In every line below, swap "one dot per instance" for "a single dot for each instance" and leave all other text unchanged.

★ ★ ★ ★

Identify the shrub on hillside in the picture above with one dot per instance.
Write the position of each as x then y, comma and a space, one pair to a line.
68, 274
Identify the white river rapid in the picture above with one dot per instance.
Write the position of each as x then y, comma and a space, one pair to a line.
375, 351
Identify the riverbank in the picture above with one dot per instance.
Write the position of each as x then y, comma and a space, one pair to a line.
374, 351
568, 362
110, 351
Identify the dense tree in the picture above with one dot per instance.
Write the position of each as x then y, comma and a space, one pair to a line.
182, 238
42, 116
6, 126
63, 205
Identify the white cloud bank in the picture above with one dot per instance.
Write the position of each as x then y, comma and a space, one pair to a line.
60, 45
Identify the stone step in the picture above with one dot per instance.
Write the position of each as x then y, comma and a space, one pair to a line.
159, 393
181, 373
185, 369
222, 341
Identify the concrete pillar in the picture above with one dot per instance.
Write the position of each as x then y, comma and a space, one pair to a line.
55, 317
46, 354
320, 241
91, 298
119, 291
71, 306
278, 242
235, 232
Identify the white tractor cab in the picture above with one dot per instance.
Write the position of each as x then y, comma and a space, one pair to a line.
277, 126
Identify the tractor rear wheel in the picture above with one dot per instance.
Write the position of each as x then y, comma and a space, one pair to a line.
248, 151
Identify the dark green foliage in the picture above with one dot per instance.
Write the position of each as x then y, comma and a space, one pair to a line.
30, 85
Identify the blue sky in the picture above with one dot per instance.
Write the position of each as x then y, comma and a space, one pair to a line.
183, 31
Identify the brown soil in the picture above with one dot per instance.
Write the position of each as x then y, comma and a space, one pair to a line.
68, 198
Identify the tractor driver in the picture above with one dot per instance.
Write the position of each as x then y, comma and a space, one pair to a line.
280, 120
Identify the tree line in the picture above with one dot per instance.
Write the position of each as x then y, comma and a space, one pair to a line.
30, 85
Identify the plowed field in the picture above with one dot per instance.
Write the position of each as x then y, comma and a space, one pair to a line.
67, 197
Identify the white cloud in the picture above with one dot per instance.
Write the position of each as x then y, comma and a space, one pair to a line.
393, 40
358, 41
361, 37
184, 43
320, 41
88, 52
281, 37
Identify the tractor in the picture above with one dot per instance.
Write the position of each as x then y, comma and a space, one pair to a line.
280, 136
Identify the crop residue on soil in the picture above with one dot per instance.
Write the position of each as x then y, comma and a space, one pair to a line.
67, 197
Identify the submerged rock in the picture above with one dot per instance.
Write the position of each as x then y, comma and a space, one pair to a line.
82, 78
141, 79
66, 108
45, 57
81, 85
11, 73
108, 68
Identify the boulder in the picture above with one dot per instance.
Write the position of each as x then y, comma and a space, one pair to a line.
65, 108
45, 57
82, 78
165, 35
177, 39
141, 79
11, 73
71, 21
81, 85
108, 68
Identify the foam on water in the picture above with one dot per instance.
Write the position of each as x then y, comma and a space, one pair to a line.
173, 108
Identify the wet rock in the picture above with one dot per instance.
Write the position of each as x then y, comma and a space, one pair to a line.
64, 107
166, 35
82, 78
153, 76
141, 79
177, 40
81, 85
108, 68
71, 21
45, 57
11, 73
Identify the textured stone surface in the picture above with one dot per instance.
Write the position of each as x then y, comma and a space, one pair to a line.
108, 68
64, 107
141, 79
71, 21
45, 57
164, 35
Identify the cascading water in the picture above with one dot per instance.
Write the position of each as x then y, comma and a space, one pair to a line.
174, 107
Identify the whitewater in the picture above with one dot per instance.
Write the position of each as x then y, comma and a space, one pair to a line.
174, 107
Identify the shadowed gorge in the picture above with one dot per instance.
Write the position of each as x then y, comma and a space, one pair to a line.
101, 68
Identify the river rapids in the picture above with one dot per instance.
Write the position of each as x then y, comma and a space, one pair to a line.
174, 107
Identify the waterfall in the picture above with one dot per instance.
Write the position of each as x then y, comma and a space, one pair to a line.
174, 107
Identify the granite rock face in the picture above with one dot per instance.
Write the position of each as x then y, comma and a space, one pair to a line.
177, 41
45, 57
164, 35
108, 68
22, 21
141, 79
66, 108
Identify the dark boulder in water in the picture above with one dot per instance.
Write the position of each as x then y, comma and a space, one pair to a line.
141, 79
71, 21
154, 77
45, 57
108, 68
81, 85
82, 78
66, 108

★ ★ ★ ★

- Correct answer:
Identify the shrub on hillside in the picture above with a single dot for each instance.
Write the position of each as x then y, comma and a space, one pair to a line.
68, 274
Identify the white river rapid in the picture above with a single dot for each instance.
Write the position of each as x then y, comma and a space, one pair to a line.
375, 351
Identify the riverbank in the picture above with a single dot for each instance.
Write the position of each as x then y, comma and a space, one pair to a line.
374, 351
568, 362
110, 351
Identify the dense tree in the picture above with a single dot for each instance.
Write the position of each as x then y, comma and a space, one pair to a line.
182, 238
42, 116
6, 126
63, 205
Identify the white cloud bank in the picture above with a single dot for each instance.
Write the position of each as x then y, comma and a space, one pair to a line.
60, 45
Identify the stone step in the picture above with a single dot for each instance.
Write the position of each as x then y, comma and a space, one pair to a line.
159, 393
181, 373
185, 369
222, 341
Identify the concrete pillar in the picture above with a single dot for each instance.
Write the position of each as x then y, comma and a space, one pair to a line.
55, 317
46, 354
320, 241
91, 298
119, 291
71, 306
278, 242
235, 232
Identify the white tractor cab in the picture above with a single dot for each instance.
Write the position of each as x then y, comma and a space, one pair to a line.
277, 126
Identify the tractor rear wheel in the picture above with a single dot for each instance.
Write the position of each as x then y, comma and a space, one pair to a line.
248, 151
Identify the dark green foliage in the picture above with a single dot for each instance.
Write the position of each as x then y, comma and a space, one pair to a line.
30, 85
Identify the blue sky in the picture above with a single dot for each instance.
Write the position of each as x then y, comma and a space, one pair to a line.
183, 31
Identify the brown soil in the picture above with a single dot for each instance.
Write the position of each as x then y, comma and a space, one pair to a line.
68, 198
Identify the tractor driver in the picture above with a single dot for each instance.
Write the position of each as x then y, comma and a space, one pair to a line.
280, 120
Identify the tree line in the picture above with a single dot for each instance.
Write the position of each as x then y, comma and a space, one pair to a line.
30, 85
Identify the plowed field in the picture above with a single dot for each instance.
Write the position of each as x then y, comma and a space, one pair to a line.
67, 197
Identify the white cloud in the picture above with a single dot for each instance.
Write the position of each as x then y, comma and a space, one pair to a line.
393, 40
358, 41
361, 37
184, 43
320, 41
88, 52
281, 37
Identify the tractor in the picture above with a single dot for each instance.
Write the position of each as x then y, comma and a space, one pair to a line.
280, 136
Identify the crop residue on soil in the picture above with a single dot for each instance.
Write the position of each as x then y, comma and a space, one pair to a line.
67, 197
Identify the submerged rock in the picture above with a single dot for each instance.
Write the position of each as x then y, comma and a space, one pair to a line.
82, 78
141, 79
66, 108
45, 57
81, 85
11, 73
108, 68
Identify the boulder in the picture above with a single dot for each instance.
Write the position of each as x then y, comma and a space, one pair to a line.
65, 108
45, 57
82, 78
165, 35
177, 39
141, 79
11, 73
71, 21
81, 85
108, 68
Identify the foam on water in the picture above with a single dot for each instance.
Write the position of each as x then y, comma and a space, one pair to a line.
173, 108
Identify the wet rock in the picture above with a single dot for each instance.
Write the position of each as x then y, comma and a space, one pair to a line.
64, 107
166, 35
82, 78
153, 76
141, 79
177, 40
81, 85
108, 68
71, 21
45, 57
11, 73
Identify the textured stone surface in the picture above with a single dot for each instance.
Write the position of each as x then y, comma and a space, one pair to a line.
108, 68
64, 107
141, 79
71, 21
45, 57
164, 35
Identify the cascading water in the picture above with a single dot for each instance.
Write the position of each as x then y, comma and a space, one pair to a line.
174, 107
Identify the whitewater in the picture above with a single dot for each instance.
Write the position of each as x then y, comma and a space, one pair to a line.
174, 107
Identify the shadowed gorge in the picture above with a single dot for each instance.
Write the position of each as x then y, comma and a space, one pair to a line.
101, 68
Identify the river rapids in the picture above with a single dot for each instance.
Write the position of each as x then y, comma and a space, one pair to a line.
174, 107
Identify the waterfall in the picture above with a single dot for each instance.
Write the position of each as x then y, comma and a space, one pair to a line.
174, 107
Identify the granite rock face in the picture above with a single dot for each instance.
Write the position of each as x then y, comma and a space, one pair to a line.
177, 41
45, 57
164, 35
108, 68
22, 21
141, 79
66, 108
Identify the dark boulder in water in the picture above with a single dot for each instance.
Write the position of each as x then y, comma and a space, one pair to a line.
141, 79
71, 21
154, 77
45, 57
108, 68
81, 85
82, 78
66, 108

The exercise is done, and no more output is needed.